YOUR OBJECTIVE: Turn the data below, from the line containing "the bollard, one" through the end, both included, into a Markdown table with the columns Row and Line: number each line and drop any blank ones.
begin
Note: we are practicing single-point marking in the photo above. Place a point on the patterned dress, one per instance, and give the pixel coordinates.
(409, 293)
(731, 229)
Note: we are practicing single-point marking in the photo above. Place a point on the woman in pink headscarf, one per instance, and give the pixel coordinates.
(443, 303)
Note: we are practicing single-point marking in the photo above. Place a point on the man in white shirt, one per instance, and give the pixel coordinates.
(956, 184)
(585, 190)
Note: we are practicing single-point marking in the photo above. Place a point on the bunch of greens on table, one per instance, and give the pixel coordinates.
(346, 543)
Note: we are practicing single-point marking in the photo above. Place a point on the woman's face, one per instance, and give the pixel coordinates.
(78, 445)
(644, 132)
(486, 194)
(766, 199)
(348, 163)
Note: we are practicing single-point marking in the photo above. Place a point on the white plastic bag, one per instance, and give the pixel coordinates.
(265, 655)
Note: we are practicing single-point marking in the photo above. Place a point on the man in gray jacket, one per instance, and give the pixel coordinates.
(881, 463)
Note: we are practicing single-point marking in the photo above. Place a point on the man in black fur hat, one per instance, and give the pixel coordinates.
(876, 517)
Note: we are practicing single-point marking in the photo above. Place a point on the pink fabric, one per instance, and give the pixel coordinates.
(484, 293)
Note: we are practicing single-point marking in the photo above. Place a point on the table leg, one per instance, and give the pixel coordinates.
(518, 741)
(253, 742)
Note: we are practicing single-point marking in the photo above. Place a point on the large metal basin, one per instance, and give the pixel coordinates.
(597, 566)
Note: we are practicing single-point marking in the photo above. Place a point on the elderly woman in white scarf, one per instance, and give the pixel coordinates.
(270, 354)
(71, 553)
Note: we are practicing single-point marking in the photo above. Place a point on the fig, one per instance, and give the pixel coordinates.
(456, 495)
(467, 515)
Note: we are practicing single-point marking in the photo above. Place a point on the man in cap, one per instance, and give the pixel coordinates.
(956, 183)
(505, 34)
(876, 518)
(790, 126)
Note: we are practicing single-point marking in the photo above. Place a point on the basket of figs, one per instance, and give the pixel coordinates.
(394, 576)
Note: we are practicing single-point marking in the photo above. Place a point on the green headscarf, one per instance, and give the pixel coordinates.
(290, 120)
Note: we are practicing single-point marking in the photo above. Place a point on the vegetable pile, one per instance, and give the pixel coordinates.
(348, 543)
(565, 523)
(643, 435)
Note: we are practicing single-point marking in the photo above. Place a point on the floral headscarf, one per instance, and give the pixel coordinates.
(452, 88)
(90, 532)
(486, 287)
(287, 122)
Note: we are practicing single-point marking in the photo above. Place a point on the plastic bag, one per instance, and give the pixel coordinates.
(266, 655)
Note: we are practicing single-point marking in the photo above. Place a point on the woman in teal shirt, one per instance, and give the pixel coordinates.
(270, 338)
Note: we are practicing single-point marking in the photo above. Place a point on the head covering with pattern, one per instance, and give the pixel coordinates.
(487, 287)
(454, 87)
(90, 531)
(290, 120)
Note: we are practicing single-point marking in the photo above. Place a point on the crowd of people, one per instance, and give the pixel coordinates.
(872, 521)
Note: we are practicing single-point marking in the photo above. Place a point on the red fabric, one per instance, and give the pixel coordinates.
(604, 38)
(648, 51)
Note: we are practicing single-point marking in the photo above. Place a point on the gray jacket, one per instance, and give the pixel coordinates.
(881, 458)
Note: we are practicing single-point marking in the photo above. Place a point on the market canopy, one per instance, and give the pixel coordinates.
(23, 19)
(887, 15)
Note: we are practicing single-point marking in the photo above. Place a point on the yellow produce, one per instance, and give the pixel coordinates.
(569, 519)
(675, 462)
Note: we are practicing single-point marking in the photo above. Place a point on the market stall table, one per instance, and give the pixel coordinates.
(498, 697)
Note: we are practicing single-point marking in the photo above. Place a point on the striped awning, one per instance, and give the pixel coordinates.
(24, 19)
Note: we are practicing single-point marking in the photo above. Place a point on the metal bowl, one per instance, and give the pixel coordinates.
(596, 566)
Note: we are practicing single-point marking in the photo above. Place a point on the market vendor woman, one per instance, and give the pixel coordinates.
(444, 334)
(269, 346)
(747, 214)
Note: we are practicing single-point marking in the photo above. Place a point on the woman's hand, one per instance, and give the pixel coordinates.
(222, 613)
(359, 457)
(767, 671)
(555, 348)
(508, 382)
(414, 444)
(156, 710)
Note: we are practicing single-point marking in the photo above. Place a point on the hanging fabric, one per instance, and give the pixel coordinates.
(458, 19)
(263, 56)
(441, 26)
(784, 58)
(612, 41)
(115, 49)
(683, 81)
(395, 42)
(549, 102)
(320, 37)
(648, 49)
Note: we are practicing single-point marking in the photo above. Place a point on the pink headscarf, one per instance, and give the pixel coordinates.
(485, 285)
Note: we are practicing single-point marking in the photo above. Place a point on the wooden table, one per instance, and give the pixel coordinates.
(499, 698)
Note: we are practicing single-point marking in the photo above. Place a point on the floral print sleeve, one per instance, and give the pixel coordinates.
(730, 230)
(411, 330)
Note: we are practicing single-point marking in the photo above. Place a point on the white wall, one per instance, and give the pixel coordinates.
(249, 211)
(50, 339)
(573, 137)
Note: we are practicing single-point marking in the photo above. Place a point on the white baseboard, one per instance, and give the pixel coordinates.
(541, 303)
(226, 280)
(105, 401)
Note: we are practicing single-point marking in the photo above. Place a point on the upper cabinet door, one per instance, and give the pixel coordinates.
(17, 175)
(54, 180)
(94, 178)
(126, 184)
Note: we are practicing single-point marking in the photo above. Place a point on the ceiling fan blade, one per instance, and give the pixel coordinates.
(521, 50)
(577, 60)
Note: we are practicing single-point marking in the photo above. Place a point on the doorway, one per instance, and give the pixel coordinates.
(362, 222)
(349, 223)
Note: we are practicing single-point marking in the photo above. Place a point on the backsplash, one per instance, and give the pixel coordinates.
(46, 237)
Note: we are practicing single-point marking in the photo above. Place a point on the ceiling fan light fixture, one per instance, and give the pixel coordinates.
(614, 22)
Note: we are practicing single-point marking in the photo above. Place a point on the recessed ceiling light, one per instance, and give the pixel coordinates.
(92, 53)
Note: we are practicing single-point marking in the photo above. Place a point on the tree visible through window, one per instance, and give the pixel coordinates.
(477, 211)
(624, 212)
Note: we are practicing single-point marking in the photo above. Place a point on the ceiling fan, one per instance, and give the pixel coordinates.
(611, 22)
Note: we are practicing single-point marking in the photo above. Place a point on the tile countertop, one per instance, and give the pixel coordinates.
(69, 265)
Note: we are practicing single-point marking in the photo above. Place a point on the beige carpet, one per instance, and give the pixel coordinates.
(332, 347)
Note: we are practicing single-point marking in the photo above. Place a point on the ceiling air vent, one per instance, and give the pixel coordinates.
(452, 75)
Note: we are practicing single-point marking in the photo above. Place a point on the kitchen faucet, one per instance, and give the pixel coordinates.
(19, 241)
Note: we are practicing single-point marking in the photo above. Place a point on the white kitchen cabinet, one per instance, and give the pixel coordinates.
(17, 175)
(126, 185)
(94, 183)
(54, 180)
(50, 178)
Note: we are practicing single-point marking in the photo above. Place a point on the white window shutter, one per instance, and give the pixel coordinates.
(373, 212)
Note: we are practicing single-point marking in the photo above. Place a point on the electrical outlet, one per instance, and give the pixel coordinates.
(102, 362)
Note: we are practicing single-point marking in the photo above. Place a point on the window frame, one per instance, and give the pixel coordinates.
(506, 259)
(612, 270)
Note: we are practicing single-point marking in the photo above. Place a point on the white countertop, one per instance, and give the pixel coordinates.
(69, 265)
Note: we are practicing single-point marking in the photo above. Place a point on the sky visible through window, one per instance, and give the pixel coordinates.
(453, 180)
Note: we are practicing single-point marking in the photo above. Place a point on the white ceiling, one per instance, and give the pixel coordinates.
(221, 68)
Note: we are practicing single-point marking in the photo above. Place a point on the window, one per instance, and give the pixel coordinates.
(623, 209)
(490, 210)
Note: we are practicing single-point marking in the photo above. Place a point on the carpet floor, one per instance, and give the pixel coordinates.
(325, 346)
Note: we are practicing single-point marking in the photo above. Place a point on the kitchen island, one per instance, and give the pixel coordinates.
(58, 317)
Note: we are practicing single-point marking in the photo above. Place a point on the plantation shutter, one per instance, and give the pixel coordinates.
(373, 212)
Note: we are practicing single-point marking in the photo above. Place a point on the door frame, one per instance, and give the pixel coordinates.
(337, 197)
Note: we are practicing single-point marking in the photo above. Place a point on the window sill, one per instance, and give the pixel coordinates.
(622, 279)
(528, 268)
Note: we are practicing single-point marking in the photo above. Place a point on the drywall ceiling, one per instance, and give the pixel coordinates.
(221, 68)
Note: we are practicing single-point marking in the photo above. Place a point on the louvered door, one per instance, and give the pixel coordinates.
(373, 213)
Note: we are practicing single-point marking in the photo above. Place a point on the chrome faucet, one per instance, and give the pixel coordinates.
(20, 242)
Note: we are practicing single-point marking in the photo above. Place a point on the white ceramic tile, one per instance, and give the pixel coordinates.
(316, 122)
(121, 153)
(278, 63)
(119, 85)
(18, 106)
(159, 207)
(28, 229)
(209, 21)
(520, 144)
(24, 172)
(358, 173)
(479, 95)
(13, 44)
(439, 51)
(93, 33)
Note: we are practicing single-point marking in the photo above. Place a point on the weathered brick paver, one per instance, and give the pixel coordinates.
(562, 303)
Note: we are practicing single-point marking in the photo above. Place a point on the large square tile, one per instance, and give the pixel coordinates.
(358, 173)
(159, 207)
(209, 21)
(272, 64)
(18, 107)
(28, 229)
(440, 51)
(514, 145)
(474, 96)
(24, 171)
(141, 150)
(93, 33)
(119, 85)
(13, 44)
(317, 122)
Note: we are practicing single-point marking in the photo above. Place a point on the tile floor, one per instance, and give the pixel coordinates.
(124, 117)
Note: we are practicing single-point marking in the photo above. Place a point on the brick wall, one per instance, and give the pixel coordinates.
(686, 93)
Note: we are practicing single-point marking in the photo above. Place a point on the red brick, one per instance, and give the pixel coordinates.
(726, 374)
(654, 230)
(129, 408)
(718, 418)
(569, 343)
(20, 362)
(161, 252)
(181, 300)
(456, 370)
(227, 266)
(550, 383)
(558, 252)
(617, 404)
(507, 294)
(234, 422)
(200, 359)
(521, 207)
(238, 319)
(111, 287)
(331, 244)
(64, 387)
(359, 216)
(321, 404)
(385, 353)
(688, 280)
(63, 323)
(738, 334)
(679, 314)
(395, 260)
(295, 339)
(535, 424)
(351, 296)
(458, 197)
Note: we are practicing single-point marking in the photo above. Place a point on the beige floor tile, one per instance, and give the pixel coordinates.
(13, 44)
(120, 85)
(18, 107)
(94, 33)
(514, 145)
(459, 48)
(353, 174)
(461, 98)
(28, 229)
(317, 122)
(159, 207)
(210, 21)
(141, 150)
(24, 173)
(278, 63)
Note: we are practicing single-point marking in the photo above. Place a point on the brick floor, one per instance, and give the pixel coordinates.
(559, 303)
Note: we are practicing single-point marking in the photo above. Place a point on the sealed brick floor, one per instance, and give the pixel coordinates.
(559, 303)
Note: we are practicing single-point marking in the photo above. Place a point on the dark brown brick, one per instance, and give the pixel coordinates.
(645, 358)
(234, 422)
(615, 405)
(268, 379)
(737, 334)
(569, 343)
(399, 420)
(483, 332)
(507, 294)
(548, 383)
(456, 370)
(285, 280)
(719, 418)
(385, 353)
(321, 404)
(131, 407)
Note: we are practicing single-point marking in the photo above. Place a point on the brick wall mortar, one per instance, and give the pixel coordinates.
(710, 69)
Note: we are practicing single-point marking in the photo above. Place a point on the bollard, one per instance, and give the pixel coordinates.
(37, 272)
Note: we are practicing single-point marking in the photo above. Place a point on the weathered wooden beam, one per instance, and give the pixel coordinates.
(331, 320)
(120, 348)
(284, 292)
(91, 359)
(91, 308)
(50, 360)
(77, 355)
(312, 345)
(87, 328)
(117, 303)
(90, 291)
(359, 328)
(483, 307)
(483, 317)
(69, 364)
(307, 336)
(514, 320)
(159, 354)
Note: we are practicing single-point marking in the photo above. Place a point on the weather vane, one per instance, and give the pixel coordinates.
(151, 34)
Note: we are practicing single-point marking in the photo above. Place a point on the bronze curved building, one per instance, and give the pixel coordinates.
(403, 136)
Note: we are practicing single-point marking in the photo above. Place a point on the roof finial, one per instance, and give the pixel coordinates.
end
TASK SOLUTION:
| Row | Line |
|---|---|
| 1 | Note: we are practicing single-point marking in the photo above. Place a point on the bollard, one per instance, and give the pixel coordinates. |
| 2 | (37, 272) |
| 3 | Note: we are practicing single-point marking in the photo above. Place a point on the weathered wooden beam, one per instance, and give the pixel coordinates. |
| 4 | (331, 320) |
| 5 | (120, 348) |
| 6 | (284, 292) |
| 7 | (91, 359) |
| 8 | (91, 308) |
| 9 | (50, 360) |
| 10 | (77, 355) |
| 11 | (312, 345) |
| 12 | (87, 328) |
| 13 | (117, 303) |
| 14 | (90, 291) |
| 15 | (359, 328) |
| 16 | (483, 307) |
| 17 | (483, 317) |
| 18 | (69, 364) |
| 19 | (307, 336) |
| 20 | (514, 320) |
| 21 | (159, 354) |
| 22 | Note: we are practicing single-point marking in the photo above. Place a point on the weather vane, one per instance, and give the pixel coordinates. |
| 23 | (151, 34) |
| 24 | Note: we are practicing single-point marking in the photo above. Place a point on the bronze curved building, one per instance, and give the pixel coordinates. |
| 25 | (403, 136) |
| 26 | Note: we are practicing single-point marking in the photo above. Place a point on the roof finial, one per instance, and give the pixel coordinates. |